WRITTEN TASK: Duplicate verbatim the stretch of the listing below from the line containing "Where can the dome" through the line containing "pixel 183 44", both lines included.

SUPPLIED DATA:
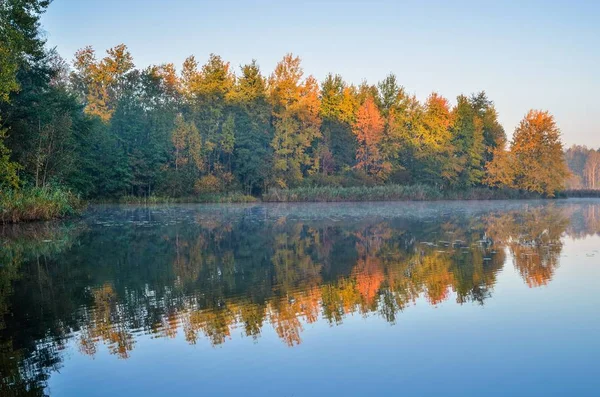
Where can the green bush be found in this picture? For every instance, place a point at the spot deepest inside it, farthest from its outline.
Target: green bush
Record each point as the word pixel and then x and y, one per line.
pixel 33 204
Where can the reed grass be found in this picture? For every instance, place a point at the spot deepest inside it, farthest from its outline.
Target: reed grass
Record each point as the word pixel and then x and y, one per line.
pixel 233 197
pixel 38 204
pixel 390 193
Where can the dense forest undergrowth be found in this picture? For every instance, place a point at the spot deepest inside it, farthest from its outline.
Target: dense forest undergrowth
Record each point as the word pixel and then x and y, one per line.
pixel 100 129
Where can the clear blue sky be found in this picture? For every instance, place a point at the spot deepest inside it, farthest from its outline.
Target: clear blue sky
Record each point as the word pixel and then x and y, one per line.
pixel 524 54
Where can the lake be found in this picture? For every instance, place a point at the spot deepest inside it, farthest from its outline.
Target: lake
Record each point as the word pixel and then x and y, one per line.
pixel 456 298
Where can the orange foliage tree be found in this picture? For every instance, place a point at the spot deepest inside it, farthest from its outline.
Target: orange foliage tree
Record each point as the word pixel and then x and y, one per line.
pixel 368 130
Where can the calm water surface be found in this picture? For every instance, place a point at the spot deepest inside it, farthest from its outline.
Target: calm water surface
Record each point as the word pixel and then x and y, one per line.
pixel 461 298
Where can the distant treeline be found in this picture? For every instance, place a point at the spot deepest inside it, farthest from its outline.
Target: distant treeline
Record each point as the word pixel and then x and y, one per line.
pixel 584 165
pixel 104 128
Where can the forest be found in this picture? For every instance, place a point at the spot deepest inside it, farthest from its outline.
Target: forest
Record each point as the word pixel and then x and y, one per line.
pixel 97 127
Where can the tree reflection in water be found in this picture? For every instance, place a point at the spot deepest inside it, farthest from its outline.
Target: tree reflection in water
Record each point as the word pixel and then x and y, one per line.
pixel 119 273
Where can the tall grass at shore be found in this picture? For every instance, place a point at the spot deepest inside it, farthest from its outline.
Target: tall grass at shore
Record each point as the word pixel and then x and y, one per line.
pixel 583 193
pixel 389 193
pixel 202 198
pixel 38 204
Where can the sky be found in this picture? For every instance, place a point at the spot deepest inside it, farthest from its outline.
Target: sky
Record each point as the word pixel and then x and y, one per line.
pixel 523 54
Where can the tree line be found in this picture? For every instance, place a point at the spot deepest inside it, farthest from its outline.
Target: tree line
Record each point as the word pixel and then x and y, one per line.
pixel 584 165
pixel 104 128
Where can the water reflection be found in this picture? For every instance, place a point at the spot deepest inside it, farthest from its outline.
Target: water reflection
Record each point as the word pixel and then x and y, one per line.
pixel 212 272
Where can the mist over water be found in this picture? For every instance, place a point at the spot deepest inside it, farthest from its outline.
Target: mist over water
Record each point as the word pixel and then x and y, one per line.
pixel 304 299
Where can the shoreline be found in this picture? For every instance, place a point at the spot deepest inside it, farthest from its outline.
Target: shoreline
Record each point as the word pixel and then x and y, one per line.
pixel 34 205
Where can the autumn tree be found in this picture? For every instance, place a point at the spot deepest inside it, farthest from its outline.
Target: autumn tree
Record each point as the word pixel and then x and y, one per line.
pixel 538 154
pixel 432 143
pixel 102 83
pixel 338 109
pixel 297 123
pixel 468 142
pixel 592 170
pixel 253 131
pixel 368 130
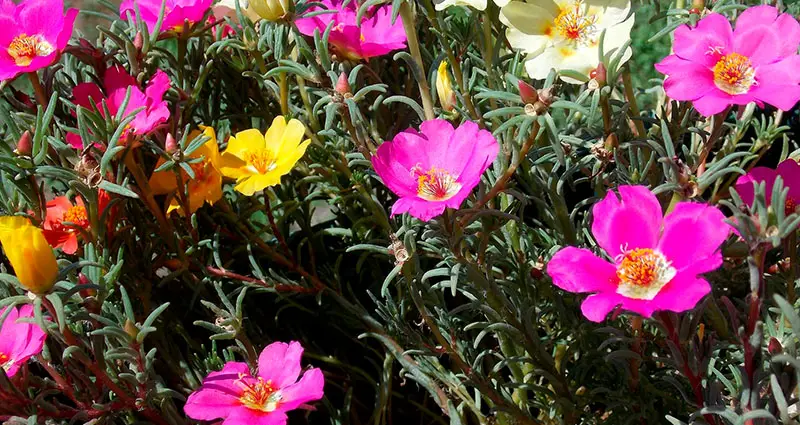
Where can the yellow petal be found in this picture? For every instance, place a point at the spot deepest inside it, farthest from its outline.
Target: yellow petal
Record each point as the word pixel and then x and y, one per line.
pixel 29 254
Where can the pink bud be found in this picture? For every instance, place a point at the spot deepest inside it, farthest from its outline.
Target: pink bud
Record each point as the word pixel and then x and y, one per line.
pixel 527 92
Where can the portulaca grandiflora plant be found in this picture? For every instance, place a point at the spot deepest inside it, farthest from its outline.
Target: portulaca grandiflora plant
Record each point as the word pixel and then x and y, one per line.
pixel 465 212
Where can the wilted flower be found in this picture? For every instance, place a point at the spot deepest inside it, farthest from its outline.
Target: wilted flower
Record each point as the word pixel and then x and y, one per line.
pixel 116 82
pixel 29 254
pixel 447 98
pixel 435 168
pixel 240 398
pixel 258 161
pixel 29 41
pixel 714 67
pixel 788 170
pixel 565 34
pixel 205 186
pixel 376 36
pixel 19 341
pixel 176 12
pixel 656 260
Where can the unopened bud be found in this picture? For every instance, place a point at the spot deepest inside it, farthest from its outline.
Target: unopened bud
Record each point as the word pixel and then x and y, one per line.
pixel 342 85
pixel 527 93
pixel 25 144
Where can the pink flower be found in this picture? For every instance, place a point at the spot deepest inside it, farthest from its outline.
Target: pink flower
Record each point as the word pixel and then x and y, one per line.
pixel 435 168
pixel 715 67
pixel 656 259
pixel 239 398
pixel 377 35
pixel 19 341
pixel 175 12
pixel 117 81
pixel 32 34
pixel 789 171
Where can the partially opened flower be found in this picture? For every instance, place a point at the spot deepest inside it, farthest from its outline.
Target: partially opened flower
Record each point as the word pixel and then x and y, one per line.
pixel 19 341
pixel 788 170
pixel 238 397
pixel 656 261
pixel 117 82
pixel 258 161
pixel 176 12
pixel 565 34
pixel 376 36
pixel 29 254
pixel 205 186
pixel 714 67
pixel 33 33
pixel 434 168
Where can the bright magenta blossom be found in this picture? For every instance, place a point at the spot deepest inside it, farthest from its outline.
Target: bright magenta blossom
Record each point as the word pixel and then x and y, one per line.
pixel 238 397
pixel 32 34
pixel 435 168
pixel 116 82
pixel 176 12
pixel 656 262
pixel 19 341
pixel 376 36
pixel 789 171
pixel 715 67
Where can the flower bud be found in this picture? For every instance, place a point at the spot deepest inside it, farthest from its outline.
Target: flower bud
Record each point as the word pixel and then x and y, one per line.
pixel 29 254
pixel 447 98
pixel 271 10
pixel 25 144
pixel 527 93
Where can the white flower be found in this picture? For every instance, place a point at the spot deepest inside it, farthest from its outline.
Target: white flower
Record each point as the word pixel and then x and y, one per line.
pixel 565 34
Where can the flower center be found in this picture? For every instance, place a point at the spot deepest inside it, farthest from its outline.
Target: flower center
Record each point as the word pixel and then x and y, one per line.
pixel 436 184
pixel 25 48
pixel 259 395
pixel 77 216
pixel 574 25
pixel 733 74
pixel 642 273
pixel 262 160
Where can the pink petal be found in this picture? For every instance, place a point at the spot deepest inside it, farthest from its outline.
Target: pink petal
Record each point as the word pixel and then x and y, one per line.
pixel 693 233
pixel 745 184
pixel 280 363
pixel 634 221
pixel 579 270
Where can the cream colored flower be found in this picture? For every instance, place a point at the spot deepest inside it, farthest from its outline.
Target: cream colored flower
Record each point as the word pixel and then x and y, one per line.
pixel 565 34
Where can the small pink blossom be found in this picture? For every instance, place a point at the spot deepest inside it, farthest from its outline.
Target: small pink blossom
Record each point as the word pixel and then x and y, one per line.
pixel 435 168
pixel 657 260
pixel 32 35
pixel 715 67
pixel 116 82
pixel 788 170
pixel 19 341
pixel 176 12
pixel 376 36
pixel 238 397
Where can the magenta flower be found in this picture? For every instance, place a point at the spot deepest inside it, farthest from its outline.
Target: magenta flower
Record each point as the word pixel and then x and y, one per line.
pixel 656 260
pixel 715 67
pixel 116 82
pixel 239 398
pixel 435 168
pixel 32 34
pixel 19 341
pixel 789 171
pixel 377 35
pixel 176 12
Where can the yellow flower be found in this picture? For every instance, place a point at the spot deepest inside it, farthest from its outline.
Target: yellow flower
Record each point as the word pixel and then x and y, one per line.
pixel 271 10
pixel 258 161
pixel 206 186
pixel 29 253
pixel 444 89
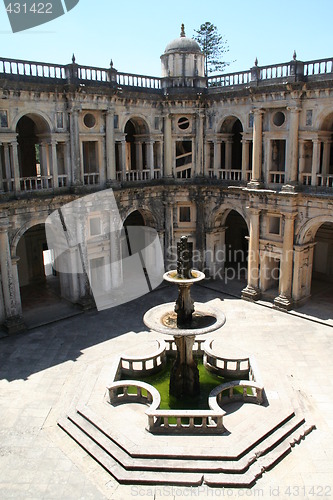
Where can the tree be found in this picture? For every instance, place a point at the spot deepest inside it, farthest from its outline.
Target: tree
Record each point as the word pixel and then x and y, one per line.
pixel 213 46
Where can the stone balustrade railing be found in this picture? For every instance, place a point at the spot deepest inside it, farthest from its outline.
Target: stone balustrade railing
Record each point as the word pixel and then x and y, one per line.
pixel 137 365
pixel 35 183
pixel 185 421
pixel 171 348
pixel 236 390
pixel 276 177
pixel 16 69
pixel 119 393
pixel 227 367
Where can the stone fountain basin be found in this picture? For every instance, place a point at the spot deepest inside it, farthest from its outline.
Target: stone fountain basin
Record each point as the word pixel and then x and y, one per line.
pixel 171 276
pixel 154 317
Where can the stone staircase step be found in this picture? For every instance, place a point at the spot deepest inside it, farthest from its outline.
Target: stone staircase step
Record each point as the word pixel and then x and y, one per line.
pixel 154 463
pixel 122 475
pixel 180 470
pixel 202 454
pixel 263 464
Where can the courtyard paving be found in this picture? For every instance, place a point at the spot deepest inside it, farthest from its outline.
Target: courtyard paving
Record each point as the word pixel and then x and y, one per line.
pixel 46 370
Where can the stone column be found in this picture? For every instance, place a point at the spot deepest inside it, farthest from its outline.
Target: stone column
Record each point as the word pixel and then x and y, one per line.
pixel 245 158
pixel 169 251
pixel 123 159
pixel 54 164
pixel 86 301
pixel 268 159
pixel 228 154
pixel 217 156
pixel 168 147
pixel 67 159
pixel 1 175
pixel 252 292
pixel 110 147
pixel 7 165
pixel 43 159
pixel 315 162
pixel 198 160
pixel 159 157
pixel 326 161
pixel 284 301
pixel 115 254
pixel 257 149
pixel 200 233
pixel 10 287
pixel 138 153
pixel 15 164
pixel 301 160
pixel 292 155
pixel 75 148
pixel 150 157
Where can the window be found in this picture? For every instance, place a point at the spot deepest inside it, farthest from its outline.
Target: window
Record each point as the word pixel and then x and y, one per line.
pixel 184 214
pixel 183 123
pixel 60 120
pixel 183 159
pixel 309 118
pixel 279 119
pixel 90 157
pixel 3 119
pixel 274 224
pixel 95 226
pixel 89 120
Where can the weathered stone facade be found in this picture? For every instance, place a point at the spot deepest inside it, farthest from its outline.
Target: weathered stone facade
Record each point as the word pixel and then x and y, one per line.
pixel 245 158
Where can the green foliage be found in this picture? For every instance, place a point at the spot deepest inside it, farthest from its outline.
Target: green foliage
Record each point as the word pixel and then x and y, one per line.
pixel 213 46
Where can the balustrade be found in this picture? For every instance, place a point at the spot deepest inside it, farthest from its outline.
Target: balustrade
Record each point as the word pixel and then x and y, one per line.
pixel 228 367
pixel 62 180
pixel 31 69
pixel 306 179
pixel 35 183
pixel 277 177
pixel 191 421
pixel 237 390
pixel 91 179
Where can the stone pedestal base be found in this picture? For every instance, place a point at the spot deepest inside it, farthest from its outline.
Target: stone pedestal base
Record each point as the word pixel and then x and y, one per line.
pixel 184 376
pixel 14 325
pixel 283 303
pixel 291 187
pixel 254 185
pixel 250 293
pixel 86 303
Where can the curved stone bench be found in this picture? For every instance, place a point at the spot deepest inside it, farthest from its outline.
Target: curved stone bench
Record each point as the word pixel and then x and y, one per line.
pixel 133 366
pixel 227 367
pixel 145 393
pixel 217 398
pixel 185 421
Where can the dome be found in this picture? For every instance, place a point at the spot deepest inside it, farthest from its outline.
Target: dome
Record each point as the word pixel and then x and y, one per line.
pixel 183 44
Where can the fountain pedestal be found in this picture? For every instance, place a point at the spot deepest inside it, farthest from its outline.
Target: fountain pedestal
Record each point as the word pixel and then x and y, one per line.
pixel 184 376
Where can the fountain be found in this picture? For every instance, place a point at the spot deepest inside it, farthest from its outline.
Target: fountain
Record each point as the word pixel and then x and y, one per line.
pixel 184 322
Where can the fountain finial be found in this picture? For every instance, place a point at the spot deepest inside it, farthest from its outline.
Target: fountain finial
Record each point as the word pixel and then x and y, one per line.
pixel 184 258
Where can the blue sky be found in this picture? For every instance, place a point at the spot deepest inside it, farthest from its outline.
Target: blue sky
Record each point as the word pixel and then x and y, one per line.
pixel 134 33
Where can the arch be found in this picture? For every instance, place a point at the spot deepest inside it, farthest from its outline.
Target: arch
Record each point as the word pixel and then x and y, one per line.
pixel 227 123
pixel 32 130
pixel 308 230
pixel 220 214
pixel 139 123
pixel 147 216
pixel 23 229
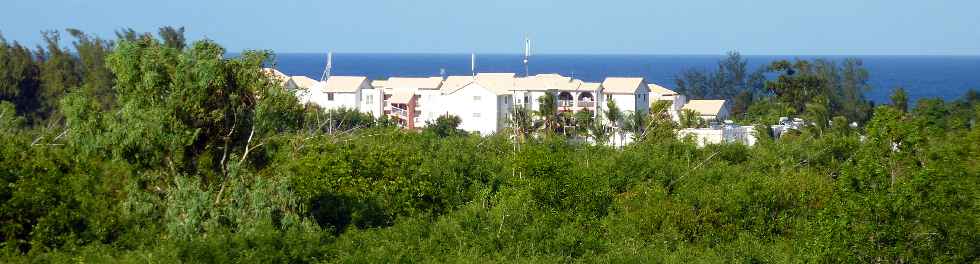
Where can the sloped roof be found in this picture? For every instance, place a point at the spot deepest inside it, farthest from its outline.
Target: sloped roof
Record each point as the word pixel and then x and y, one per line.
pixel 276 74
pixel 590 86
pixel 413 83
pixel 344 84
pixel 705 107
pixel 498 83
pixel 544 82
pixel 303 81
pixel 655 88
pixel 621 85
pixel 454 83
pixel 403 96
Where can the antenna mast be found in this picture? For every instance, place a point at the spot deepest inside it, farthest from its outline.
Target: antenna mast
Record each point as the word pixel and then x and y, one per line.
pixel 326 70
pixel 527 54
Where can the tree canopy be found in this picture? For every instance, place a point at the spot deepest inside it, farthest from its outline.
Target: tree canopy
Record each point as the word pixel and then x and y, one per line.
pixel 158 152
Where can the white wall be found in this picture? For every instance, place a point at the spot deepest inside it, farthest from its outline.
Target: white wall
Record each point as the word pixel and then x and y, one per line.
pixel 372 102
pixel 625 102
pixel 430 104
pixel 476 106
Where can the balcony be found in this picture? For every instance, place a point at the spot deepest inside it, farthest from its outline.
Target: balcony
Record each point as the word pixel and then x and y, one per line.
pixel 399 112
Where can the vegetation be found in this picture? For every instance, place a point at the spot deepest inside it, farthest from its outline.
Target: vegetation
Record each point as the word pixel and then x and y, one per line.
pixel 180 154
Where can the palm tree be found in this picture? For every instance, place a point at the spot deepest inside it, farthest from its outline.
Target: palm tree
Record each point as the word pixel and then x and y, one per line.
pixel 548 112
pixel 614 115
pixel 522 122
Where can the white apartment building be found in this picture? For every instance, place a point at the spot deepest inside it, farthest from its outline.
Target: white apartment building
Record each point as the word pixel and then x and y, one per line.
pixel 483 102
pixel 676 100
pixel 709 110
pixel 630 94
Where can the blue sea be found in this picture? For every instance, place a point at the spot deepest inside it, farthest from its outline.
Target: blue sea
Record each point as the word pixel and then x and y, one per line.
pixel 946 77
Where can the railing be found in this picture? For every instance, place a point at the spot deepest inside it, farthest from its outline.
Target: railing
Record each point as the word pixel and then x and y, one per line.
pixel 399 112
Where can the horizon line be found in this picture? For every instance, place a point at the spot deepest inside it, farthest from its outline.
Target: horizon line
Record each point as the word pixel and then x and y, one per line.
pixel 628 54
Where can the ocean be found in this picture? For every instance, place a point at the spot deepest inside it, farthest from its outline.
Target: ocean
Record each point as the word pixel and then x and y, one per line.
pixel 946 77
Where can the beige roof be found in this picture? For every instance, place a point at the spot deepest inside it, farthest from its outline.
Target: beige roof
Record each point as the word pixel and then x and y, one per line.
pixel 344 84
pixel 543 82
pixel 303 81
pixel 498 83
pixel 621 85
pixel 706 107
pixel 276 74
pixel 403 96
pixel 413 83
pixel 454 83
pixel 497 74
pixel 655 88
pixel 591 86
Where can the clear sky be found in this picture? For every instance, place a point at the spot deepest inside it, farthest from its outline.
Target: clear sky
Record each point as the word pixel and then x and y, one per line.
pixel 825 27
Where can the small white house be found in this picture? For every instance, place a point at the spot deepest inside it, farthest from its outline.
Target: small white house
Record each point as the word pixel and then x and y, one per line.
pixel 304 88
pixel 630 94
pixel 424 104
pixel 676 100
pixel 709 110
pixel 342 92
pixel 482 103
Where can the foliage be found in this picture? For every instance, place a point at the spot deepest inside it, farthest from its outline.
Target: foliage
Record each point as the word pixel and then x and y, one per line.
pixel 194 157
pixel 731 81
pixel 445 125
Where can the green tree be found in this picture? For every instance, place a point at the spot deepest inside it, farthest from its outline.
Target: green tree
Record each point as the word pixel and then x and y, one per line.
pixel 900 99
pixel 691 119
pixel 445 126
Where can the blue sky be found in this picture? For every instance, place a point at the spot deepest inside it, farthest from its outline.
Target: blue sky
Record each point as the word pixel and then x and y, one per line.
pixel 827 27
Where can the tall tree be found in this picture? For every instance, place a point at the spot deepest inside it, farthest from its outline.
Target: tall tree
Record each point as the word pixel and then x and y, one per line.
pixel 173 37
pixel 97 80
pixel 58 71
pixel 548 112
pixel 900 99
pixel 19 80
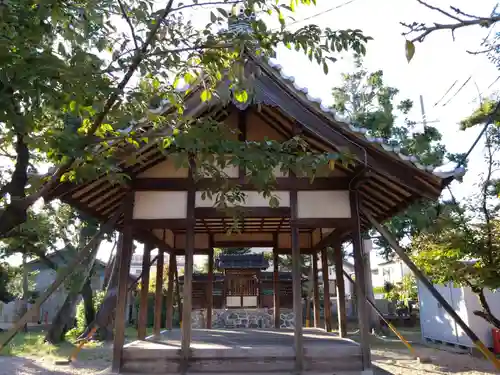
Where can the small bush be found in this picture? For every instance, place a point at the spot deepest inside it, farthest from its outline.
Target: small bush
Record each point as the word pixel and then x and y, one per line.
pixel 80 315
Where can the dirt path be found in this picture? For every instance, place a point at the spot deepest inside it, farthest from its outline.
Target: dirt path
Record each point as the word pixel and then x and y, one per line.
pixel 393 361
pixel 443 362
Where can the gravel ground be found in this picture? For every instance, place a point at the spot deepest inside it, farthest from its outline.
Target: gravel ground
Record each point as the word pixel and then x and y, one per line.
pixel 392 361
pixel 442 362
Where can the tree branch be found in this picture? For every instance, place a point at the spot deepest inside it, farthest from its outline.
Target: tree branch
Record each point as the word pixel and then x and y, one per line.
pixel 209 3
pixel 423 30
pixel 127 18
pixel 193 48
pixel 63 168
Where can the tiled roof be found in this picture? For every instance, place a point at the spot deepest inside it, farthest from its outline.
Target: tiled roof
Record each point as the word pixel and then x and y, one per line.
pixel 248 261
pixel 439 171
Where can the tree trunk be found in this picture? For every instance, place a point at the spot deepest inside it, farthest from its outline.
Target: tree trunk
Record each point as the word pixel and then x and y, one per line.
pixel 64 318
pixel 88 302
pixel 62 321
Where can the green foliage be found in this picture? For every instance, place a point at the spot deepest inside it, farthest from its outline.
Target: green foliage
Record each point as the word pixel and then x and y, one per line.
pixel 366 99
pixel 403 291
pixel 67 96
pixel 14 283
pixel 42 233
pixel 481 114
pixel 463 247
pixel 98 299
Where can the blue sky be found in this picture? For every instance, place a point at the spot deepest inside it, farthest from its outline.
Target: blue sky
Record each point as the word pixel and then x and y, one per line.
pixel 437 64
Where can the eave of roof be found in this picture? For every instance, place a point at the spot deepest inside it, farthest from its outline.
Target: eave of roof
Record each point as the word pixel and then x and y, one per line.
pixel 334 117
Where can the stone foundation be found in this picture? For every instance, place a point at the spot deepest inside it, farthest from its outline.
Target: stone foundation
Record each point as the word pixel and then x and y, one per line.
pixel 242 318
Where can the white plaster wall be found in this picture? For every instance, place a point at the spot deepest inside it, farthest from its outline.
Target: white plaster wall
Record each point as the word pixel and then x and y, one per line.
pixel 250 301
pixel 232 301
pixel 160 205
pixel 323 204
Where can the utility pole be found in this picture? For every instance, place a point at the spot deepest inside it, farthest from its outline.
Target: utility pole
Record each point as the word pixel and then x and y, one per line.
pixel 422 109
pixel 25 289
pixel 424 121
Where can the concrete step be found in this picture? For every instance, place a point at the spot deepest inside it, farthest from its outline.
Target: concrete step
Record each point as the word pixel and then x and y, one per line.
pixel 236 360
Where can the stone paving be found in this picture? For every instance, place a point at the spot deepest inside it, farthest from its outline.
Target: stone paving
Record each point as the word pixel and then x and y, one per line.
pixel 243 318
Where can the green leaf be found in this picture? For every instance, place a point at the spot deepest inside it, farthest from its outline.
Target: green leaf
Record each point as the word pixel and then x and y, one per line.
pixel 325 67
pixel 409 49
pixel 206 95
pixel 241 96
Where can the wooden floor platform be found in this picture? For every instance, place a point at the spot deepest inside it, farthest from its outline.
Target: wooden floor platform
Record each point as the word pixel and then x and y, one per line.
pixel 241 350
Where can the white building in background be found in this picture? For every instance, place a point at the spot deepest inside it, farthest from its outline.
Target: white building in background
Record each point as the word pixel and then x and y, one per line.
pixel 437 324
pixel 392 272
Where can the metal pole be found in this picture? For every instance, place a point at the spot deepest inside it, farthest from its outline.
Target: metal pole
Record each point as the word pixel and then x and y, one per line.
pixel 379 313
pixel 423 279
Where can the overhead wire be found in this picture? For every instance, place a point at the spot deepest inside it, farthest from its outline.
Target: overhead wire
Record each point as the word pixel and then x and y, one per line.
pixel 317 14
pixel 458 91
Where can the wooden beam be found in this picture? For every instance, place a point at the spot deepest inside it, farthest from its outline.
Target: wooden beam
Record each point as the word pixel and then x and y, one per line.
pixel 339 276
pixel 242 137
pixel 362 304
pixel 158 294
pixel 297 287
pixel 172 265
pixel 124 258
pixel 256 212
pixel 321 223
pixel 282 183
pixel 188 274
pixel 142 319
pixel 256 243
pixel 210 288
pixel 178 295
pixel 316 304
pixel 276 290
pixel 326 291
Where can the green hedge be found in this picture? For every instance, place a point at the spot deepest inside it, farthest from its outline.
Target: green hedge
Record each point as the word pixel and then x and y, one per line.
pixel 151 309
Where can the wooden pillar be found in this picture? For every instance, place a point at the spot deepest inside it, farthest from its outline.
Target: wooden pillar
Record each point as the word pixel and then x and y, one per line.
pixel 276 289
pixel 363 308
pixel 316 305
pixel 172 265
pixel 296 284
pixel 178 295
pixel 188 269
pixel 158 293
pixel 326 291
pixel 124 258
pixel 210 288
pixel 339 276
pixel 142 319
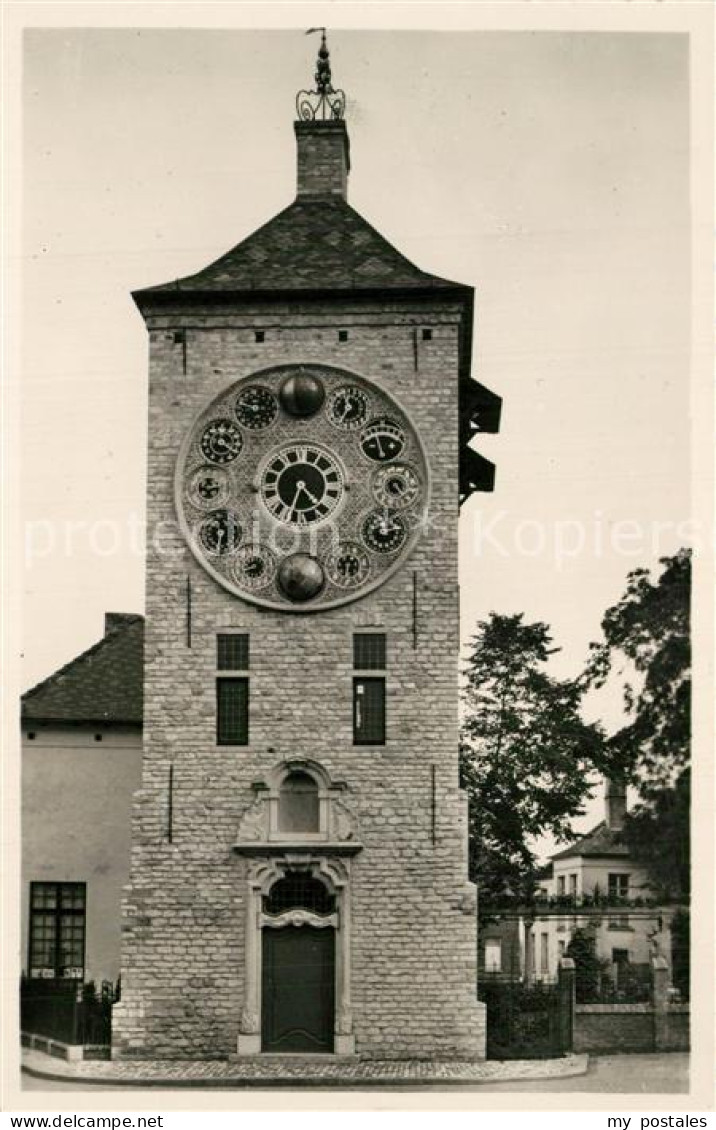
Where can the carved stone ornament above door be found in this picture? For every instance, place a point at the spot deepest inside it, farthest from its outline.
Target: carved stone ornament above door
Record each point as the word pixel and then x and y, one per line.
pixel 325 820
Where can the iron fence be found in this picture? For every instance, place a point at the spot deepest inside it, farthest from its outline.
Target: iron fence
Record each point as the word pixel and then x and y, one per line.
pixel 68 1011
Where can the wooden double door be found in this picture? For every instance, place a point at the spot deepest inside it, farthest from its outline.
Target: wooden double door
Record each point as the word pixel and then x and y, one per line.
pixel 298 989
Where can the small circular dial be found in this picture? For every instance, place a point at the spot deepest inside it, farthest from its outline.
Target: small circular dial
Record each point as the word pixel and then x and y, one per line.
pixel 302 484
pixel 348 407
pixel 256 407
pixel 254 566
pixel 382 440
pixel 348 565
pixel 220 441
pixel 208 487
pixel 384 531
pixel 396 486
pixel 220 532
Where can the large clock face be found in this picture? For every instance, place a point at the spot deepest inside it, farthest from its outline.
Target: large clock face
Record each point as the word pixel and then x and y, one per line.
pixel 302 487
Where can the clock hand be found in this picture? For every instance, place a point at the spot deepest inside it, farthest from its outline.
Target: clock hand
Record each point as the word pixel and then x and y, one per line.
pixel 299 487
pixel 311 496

TASK SOLUTION:
Where can the dome be found in this picture? For every instance, place a point at the spot deepest inside it, farthest from its outline.
Target: dome
Record each point as the word pixel and then x and y, one per line.
pixel 183 44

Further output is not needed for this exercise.